==== Passage to read
Conditions to the Parties’ Obligations to Close
The Partnership’s Conditions to Closing
     The Partnership’s obligation to complete the sale of the Property is subject to certain customary conditions. Such conditions include, among other things, the following:
    The Partnership shall have received all consents, documentation and approvals necessary to consummate and facilitate the transactions contemplated by the Purchase and Sale Contract, including, without limitation, (i) from its unaffiliated partners, members, managers, shareholders or directors to the extent required by the Partnership’s organizational documents, and (ii) as required by law; and
 
    There shall not be any pending litigation, or to the knowledge of the Purchaser or the Partnership, any threatened litigation, which, if determined adversely, would restrain the consummation of the transactions contemplated by the Purchase and Sale Contract or declare any covenants of the Purchaser to be illegal, void or nonbinding.
========
==== Supplied entries
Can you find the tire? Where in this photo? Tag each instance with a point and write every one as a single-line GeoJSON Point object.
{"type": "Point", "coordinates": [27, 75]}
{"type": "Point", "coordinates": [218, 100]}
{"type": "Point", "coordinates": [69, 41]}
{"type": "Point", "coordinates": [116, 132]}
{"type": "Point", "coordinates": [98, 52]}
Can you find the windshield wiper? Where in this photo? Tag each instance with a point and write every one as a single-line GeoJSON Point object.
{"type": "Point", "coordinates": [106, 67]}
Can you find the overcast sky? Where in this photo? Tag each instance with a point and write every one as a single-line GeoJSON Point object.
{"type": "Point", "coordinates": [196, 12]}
========
In the closing-conditions excerpt, why must the Partnership have received the listed consents, documentation and approvals before it completes the sale? Answer in one to three sentences. These entries come from a separate source.

They are necessary to consummate and facilitate the transactions contemplated by the Purchase and Sale Contract. They include approvals from the Partnership's unaffiliated partners, members, managers, shareholders or directors, to the extent its organizational documents require, and any approvals required by law.